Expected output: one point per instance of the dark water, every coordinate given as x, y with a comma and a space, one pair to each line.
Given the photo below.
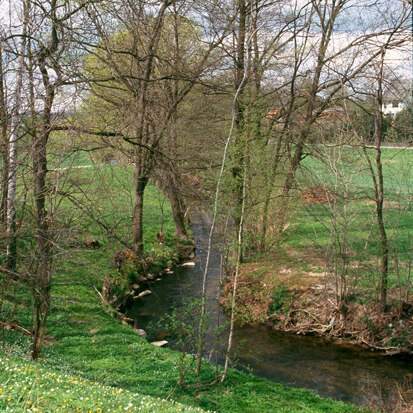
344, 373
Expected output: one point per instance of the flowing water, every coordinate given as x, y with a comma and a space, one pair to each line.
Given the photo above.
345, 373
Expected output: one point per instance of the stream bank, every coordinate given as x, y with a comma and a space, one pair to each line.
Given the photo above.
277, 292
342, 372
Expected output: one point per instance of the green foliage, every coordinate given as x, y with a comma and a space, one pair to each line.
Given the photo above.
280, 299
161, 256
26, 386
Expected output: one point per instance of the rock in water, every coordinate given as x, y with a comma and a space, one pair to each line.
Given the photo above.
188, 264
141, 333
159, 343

# # # # #

ACTIVITY = For every line of the material above that contains the word "Expected", show the line.

SOLUTION =
Expected output: one point per instance of the dark water, every coordinate given as x, y with a comma and a space, one pair to each line.
Expected output: one point per instance of the flowing water, every coordinate given as x, y with a comma and a space, one pair to each line.
Expected output: one point per instance of the stream bank, every coordinate given as x, y with a comma and a space, one pair to each line.
Expected output: one point per instance of the green foliage, every coordinate given as x, y with a comma and a space, one pair to each line.
Expected output: one point per instance of the rock in water, every coordinate given as x, y with a comma and a space, one pair to each line.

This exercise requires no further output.